WORK REQUIRED:
The full listing, written out exactly and without images, is the expected result.

—————

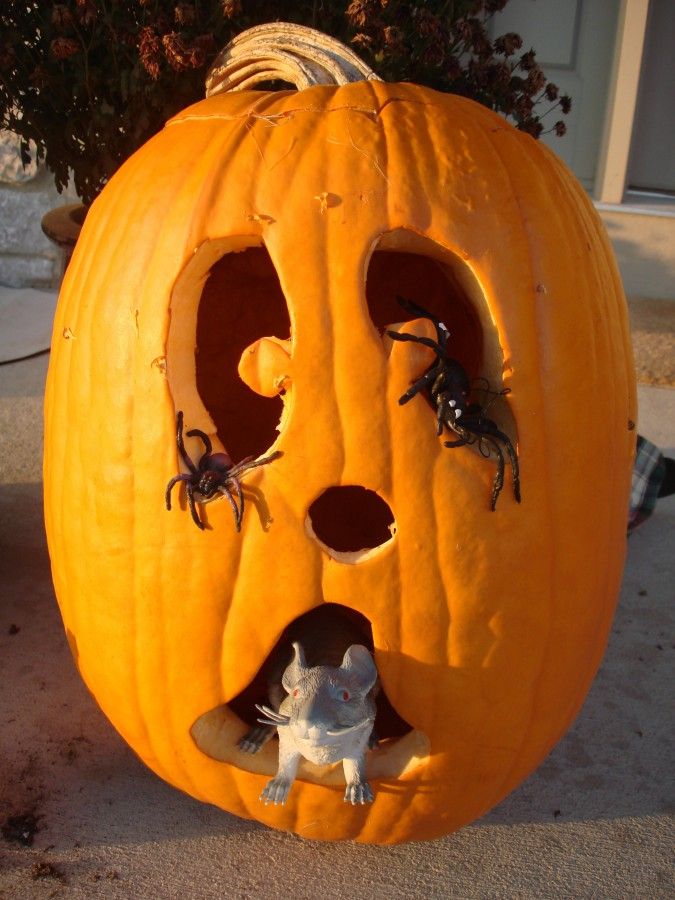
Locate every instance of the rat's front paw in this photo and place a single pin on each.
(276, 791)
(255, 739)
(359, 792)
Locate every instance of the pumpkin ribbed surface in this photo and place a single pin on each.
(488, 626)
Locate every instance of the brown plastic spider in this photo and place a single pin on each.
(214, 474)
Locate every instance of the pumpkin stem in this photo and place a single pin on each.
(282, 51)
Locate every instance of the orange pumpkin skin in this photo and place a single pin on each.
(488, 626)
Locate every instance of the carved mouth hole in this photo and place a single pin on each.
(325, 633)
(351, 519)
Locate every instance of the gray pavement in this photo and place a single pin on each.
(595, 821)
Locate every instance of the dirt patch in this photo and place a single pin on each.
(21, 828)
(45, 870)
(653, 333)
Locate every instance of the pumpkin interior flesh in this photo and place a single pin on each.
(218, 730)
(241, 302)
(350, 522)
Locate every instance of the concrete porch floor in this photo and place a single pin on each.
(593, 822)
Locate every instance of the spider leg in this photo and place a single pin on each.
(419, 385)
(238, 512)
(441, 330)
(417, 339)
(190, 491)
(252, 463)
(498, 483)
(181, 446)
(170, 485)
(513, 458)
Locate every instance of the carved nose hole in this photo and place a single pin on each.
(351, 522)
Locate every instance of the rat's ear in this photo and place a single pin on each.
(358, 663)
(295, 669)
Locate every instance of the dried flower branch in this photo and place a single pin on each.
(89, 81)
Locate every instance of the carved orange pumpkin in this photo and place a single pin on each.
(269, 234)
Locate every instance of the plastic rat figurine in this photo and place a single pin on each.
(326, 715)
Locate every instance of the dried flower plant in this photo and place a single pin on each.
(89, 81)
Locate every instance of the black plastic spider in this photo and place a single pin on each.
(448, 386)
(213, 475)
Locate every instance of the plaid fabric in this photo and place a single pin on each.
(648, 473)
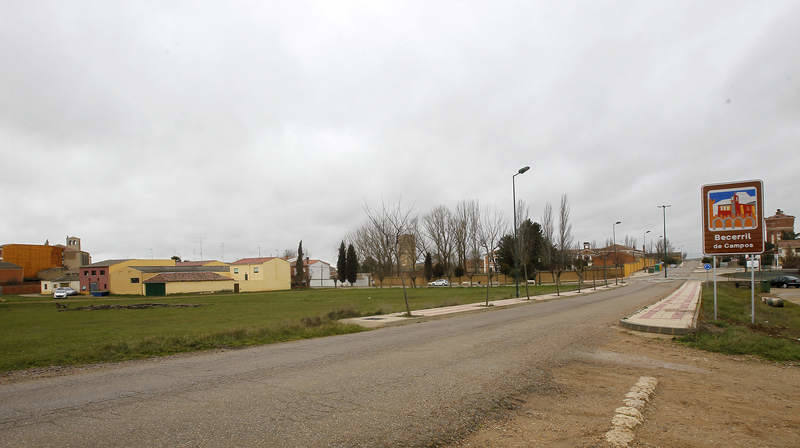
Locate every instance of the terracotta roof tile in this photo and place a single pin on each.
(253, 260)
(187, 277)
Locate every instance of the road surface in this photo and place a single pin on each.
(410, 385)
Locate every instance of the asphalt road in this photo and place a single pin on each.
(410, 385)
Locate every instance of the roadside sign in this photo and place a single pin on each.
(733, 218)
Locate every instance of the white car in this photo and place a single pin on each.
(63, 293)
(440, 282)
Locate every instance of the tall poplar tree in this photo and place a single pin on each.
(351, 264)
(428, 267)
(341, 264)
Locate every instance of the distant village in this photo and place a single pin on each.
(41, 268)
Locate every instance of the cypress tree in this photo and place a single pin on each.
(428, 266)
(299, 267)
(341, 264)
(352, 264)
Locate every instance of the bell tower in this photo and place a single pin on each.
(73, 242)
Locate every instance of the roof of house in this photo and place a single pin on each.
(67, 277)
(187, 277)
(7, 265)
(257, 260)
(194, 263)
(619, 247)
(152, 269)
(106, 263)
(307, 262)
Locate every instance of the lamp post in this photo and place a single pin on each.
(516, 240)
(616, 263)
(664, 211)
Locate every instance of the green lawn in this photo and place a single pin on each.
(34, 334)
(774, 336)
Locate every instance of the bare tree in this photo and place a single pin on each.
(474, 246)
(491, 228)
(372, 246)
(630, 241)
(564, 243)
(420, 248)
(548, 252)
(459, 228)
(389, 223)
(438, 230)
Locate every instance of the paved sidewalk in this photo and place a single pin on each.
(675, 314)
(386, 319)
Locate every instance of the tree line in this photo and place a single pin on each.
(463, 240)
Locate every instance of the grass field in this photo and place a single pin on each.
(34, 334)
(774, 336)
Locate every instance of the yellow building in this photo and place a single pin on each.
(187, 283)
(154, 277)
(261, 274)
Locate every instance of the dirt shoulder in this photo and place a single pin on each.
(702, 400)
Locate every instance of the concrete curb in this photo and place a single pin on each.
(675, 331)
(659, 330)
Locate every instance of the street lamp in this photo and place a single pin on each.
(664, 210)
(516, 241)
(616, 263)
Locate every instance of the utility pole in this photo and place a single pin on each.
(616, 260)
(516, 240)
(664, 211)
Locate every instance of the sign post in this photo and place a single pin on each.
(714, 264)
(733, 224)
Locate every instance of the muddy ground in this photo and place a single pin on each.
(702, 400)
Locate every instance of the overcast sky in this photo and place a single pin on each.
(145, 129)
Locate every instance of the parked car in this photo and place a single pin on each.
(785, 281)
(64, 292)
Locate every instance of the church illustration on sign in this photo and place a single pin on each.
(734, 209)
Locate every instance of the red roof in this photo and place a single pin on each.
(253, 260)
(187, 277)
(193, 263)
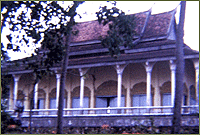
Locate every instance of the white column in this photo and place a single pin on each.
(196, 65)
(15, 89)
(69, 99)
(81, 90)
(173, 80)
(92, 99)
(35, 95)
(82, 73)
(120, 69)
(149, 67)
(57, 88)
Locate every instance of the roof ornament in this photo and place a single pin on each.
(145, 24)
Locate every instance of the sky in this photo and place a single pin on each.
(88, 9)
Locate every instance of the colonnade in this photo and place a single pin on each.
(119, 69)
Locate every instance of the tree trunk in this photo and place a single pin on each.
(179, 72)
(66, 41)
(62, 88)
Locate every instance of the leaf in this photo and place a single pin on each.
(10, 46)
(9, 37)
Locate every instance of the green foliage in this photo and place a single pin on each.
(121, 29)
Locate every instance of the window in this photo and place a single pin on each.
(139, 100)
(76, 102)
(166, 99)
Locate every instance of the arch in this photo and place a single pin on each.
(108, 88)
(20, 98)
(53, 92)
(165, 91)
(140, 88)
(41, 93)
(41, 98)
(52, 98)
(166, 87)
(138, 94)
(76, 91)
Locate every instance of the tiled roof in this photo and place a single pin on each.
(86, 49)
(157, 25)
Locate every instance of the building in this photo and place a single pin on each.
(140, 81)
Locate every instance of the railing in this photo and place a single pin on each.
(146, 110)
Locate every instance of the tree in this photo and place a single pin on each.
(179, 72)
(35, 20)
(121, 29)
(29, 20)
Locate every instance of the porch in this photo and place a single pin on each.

—————

ANSWER SECTION:
Locate every instance of the rat's front paw in this photo and place a single pin on each.
(276, 791)
(255, 739)
(359, 792)
Locate every instance of the pumpkin ribbed surface in this photo and place a single pin on each.
(488, 626)
Locate every instance of the brown plastic spider in this photo and place a single pin on each.
(214, 474)
Locate every instance of the pumpkin stem in this photo and place a single pin on each.
(282, 51)
Locate every instance of the orange pumpkin skin in this photo and place a single pin on each.
(488, 626)
Locate every instance of the carved mouth hole in this photo and place a single pin on each.
(325, 633)
(351, 519)
Locate every instance of the gray pavement in this photo and place a single pin on each.
(595, 821)
Locate every instance of the dirt patch in this photo and place a single pin on each.
(21, 828)
(45, 870)
(653, 333)
Locate every instance of the pumpkin interior flesh in this photo and place a single pin on each.
(218, 730)
(241, 302)
(350, 522)
Locate every instance of the concrete porch floor in this photo and place a single pin on each.
(593, 822)
Locate every instance of the spider leg in this photo and place a single pin on each.
(419, 385)
(238, 512)
(441, 330)
(417, 339)
(190, 491)
(252, 463)
(498, 483)
(181, 446)
(170, 485)
(513, 458)
Locate every instance of the carved nose hole in this photo and place a single pin on each.
(351, 522)
Locate every instance of the rat's ear in this photo and place a single pin on each.
(358, 663)
(295, 669)
Locate every instance of the dried flower branch in this photo and place a single pin on each.
(89, 81)
Locate every instance of the carved orange pumpkin in this photo and place a single pin on each.
(269, 234)
Locate every instance of the plastic rat figurine in this photo and place a single pin on each.
(326, 715)
Locate every instance of the dried flower plant in this photo and place a single pin on each.
(89, 81)
Locate every instance of the black plastic spider in this photo and place a single pin on each.
(448, 386)
(213, 475)
Locate every instance of the plaid fabric in this photo and place a single pin on each.
(648, 473)
Locate every instance of the terracotta roof tile in this photo and place a single pin on each.
(253, 260)
(187, 277)
Locate every instance of the road surface in this photo and place a single pin on each.
(410, 385)
Locate every instance of the asphalt road in this photo and place a single pin on each.
(410, 385)
Locate every instance of the roadside sign in this photo and place a single pin on each.
(733, 218)
Locate every instance of the white car in this photo and place a single pin on each.
(63, 293)
(440, 282)
Locate every instance of the tall poplar tree in this photo and place a single pin on each.
(351, 264)
(428, 267)
(341, 264)
Locate every instance of the distant village in this photo and place a single pin on each.
(41, 268)
Locate every instance of the cypress tree in this photo and place a single pin on each.
(428, 266)
(299, 267)
(341, 264)
(352, 264)
Locate every instance of the bell tower in this photo and place a single pin on each.
(73, 242)
Locate every instance of the roof of house in this photo and place a single pin on each.
(67, 277)
(187, 277)
(7, 265)
(257, 260)
(194, 263)
(619, 247)
(152, 269)
(106, 263)
(307, 262)
Locate every instance of the lamp post in this photo and place a single pin on each.
(516, 240)
(616, 263)
(664, 211)
Locate every instance of the green lawn in this photo and place a single pin on each.
(34, 334)
(774, 336)
Locate every instance of the bare tree in this photo and place a single pin on each.
(474, 246)
(491, 228)
(372, 246)
(630, 241)
(564, 243)
(420, 248)
(548, 252)
(459, 228)
(389, 223)
(438, 230)
Locate every instance of the paved sidewalk in this photo and place a single pin on each.
(675, 314)
(386, 319)
Locate every instance of the tree line in this photo and place a single pin on each.
(463, 240)
Locate every instance of the grass field in this photo and place a single pin on each.
(34, 334)
(774, 336)
Locate every instance of the yellow building in this photo and place a single pin on each.
(187, 283)
(154, 277)
(261, 274)
Locate every instance of the dirt shoulder in this photo and place a single pin on each.
(702, 400)
Locate every instance of the concrete curb in this photo and place a single pin on each.
(675, 331)
(659, 330)
Locate every instance of the street lamp in this photo and place a single pin on each.
(664, 210)
(516, 241)
(616, 263)
Locate every instance of the utility pole in this photo and place a single pin on each.
(616, 260)
(516, 240)
(664, 211)
Locate every instance of the sign post in this photo and place a single pin on each.
(714, 264)
(733, 224)
Locate every instance of the muddy ground in this photo and place a single pin on each.
(702, 400)
Locate every instance of the overcast sky in this photo and place a single pin on each.
(145, 129)
Locate every instance of the parked car in this photo and place a single pin on each.
(785, 281)
(64, 292)
Locate every instance of the church illustration on sign in this photo and place a single pin on each.
(734, 209)
Locate every instance of the red roof in this photo and place a single pin on each.
(253, 260)
(187, 277)
(193, 263)
Locate every instance of the white column in this photo and place a single pin on each.
(196, 65)
(15, 89)
(69, 99)
(81, 90)
(173, 80)
(92, 99)
(35, 95)
(82, 73)
(120, 69)
(149, 67)
(57, 88)
Locate every instance of the roof ornament in this photo and place a single pin on each.
(145, 24)
Locate every instance of the sky in this photo and place a single pin on each.
(88, 9)
Locate every instance of the colonnade in this photo and place a single pin on each.
(119, 69)
Locate every instance of the tree trunk in this photo and place a single pin on each.
(179, 72)
(66, 41)
(62, 88)
Locate every instance of the leaf in this photo and place a single pin on each.
(10, 46)
(9, 37)
Locate every instance of the green foliage in this photo and place a single pin on each.
(121, 29)
Locate every instance of the window in this photo and place a single pin on each.
(139, 100)
(76, 102)
(166, 99)
Locate every instance of the arch in this photo and place a single pin on each.
(108, 88)
(20, 98)
(53, 92)
(165, 91)
(140, 88)
(41, 93)
(41, 98)
(52, 98)
(166, 87)
(138, 94)
(76, 91)
Locate every instance of the tiled roof in this photo and place a single pin on each.
(86, 49)
(157, 25)
Locate every instance of the building in this photo and place a single pin on each.
(140, 81)
Locate every instance of the railing in this photo and place a single pin on each.
(146, 110)
Locate every instance of the tree in this photo and place a single pin on each.
(179, 72)
(35, 20)
(121, 29)
(29, 20)
Locate every instance of the porch in this photo and place a single pin on each.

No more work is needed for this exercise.